## [EXERCISE]
The forum reply about jena-text below quotes several passages from an earlier message, each marked with ">". List every quoted passage in order, giving up to its first four words.

## [EXTRACT PROVIDED]
────

Re: jena-text limit by language and/or named graph

Posted by Osma Suominen <os...@helsinki.fi>.

Hi Andy!

> Should this be per map entry/ per predicate?  I don't know which is
> best - whether a index-wide configuration or whether it might be
> some predicates are indexed one way and some another.

For now, I think this can be global, i.e. not possible to set per predicate.

> (and if there is no lang, presumably "") .

Probably yes, though I'll defer the lang discussion for now and
concentrate on getting the graph information into the index first 
because that is more critical for me - I have dozens of graphs, but only 
a few languages in each graph.

> Sounds sane.

Great!

> What would the query predicate in SPARQL look like?

For the graph part, I think there is no need to introduce any new
syntax. Simply having the text:query within the context of a specific
graph should be enough, i.e. this should work:

GRAPH <http://example.com/mygraph> {
   ?s text:query "keyword" .
}

For the language part, I'm not so sure, but I'll defer the discussion
for now.

> If it all defaults back to the current mode of operations, we have a
> non-disturptive upgrade path which would better if possible.  It's a
> change of disk-format which is always more of an issue for existing
> use.

────

## [GIVEN INFORMATION]

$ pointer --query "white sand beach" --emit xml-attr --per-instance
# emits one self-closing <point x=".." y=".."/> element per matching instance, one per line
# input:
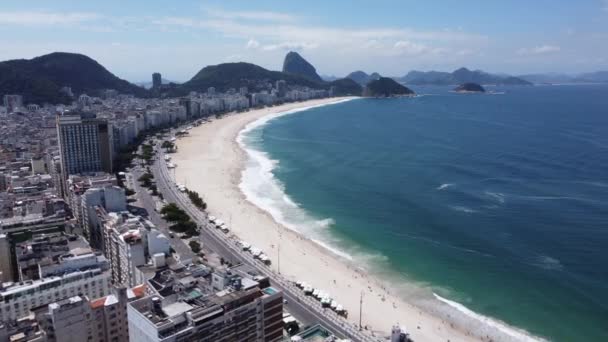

────

## [RESPONSE]
1. "Should this be per"
2. "(and if there is"
3. "Sounds sane."
4. "What would the query"
5. "If it all defaults"